● Description of the task:
The records that follow must be repeated exactly as they stand.

Input for this task START

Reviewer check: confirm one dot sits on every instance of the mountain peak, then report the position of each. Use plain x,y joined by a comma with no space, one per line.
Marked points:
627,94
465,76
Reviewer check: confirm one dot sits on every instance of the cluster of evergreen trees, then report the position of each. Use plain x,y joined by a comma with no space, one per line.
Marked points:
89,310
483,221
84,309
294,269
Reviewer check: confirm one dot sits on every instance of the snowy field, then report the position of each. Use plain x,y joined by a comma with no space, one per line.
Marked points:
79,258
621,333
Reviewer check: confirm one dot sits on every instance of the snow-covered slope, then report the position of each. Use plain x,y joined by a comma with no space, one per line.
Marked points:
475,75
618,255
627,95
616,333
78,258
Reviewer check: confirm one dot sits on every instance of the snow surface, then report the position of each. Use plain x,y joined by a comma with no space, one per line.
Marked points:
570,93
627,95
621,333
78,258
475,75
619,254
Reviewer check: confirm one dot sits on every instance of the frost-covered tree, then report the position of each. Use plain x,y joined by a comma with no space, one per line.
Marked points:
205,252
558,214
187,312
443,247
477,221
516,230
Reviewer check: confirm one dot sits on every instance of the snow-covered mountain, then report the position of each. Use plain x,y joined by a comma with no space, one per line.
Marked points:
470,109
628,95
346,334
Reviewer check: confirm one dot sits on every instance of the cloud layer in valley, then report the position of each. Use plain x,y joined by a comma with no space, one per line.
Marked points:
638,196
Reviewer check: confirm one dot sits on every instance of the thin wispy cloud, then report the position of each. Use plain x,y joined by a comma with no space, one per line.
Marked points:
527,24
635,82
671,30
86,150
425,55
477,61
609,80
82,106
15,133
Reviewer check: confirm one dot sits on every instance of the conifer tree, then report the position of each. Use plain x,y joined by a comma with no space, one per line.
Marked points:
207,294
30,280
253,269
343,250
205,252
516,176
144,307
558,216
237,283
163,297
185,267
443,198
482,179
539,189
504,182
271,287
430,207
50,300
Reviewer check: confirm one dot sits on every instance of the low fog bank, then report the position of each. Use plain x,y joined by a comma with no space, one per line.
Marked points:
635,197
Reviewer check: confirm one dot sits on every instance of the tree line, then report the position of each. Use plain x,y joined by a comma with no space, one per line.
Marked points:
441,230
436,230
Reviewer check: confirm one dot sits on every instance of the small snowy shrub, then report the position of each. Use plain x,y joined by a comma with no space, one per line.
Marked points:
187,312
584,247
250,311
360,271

Input for this task END

● Your response:
Reviewer check: confirm one dot sits on every instance of the mountain peak, then report the position of each. Use plain x,y joined by a comma with no space, one per line.
Marked points:
627,94
465,76
Reviewer check: confirm one dot sits on every instance of the cluster of evergreen trees, then report the position of each. Use plain x,y joined by a comma with no space, one per line.
Marked points:
89,310
483,221
84,309
294,269
Reviewer check: confirm one dot sits on every instance of the snowy field, then report the position of each. Use plain x,y joined by a comma with no space, one per line.
Marked points:
79,258
621,333
Reviewer check: confirm one dot sits on every instance of the snow-covered slope, then report the position of each. Use plain x,y joined by a comma with no space, one per line.
Marked points:
475,75
618,255
627,95
616,333
78,258
Reviewer check: confirm one dot sits on every instance of the snow surface, then report the position of each. Use plain x,y joined by a comma with no space, one per line.
Marked points:
570,93
627,95
621,333
78,258
475,75
619,254
Reviewer check: confirm one dot sits on every instance of the frost-covered tree, then report the position of each. Use plain x,y joined by a comma with no space, one per line.
Marked points:
205,252
558,214
187,312
443,247
477,221
516,230
Reviewer check: confirm one dot sits on every instance of the snow-covered mountain, then report the position of each. Use plain x,y joined by a comma with no space, one per line.
Marked points:
470,109
628,95
346,334
Reviewer check: confirm one dot sits on every instance of the cloud layer in valley, then report the position of each. Use plain x,y joined by a comma with no space, one per line.
Marked points:
638,196
Reviewer check: confirm one dot sits on every instance of the thin wispy cloud, then report the position of each. Use plain x,y joined by a comma with no space, one per line.
Marked points:
527,24
635,82
671,30
86,150
425,55
477,61
609,80
82,106
15,133
Reviewer check: confirm one dot sits on every instance of the conifer tree, then report the position of each. Use plain x,y joined by a comma with no space, one per line.
Marked points:
207,294
30,280
253,269
343,250
205,252
516,176
144,307
558,216
237,283
163,297
185,267
443,198
482,179
539,189
504,182
271,287
430,207
50,300
Reviewer check: confirm one dot sits on every instance of the low fog bank, then report the position of each. Use plain x,y joined by a comma with no space, one per line.
Marked points:
635,197
Reviewer check: confirm one dot sits on every instance of the tree line, then report the position of each. Use plain x,y joined by a comma with no space, one per line.
Marked points:
441,230
436,230
Reviewer check: confirm one dot sits on every instance of the small snowy shrub, then report the position of each. Use plain x,y joined by a comma with no space, one per line.
Marked points:
187,312
584,247
250,311
360,271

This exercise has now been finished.